**Direction:** Collect each line of the records below that contains the string "middle", copying it in full. Case counts.

**Records to use:**

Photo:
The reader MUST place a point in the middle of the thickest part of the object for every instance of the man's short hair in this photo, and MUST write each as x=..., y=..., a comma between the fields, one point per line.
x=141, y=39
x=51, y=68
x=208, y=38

--

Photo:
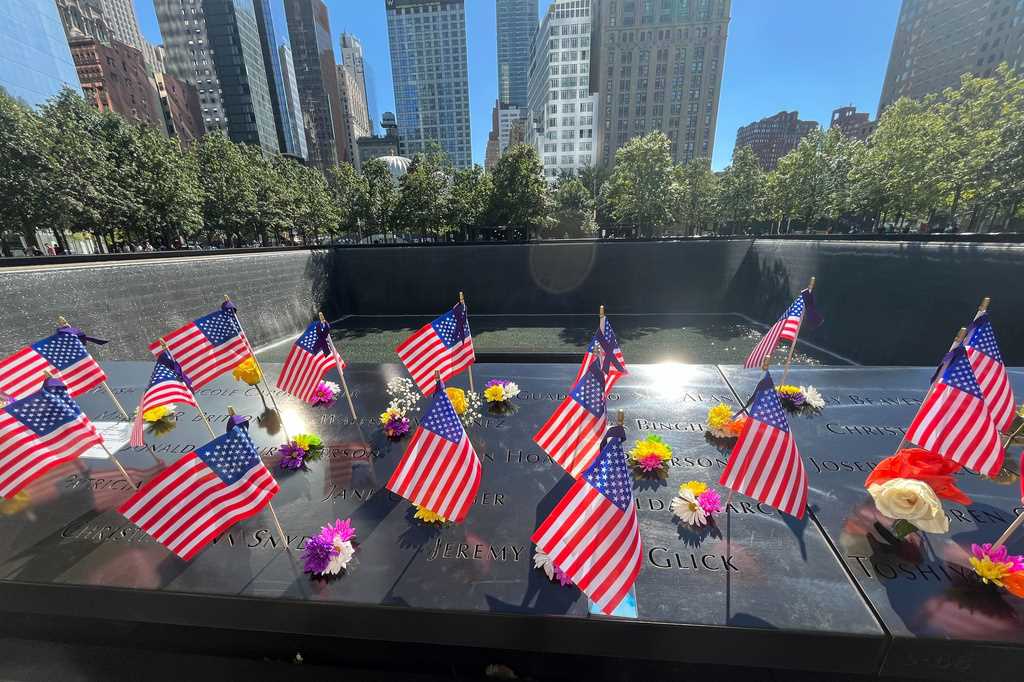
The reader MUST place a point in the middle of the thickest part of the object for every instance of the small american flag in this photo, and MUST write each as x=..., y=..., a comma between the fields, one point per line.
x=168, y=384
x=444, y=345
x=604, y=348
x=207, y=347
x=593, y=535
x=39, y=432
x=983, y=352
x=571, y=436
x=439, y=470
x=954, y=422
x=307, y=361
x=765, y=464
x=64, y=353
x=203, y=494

**Task response:**
The reader MUST place a point in the middle of the thickest part of the object for every instance of the man's short hair in this photo, and MUST write each as x=..., y=..., a comma between the fields, one point per line.
The reader MUST place a point in the middle of the thickest part of the object for every instance of the small american flag in this photo, and MUST write each as x=..., y=..., a comma between the fields, one point per line.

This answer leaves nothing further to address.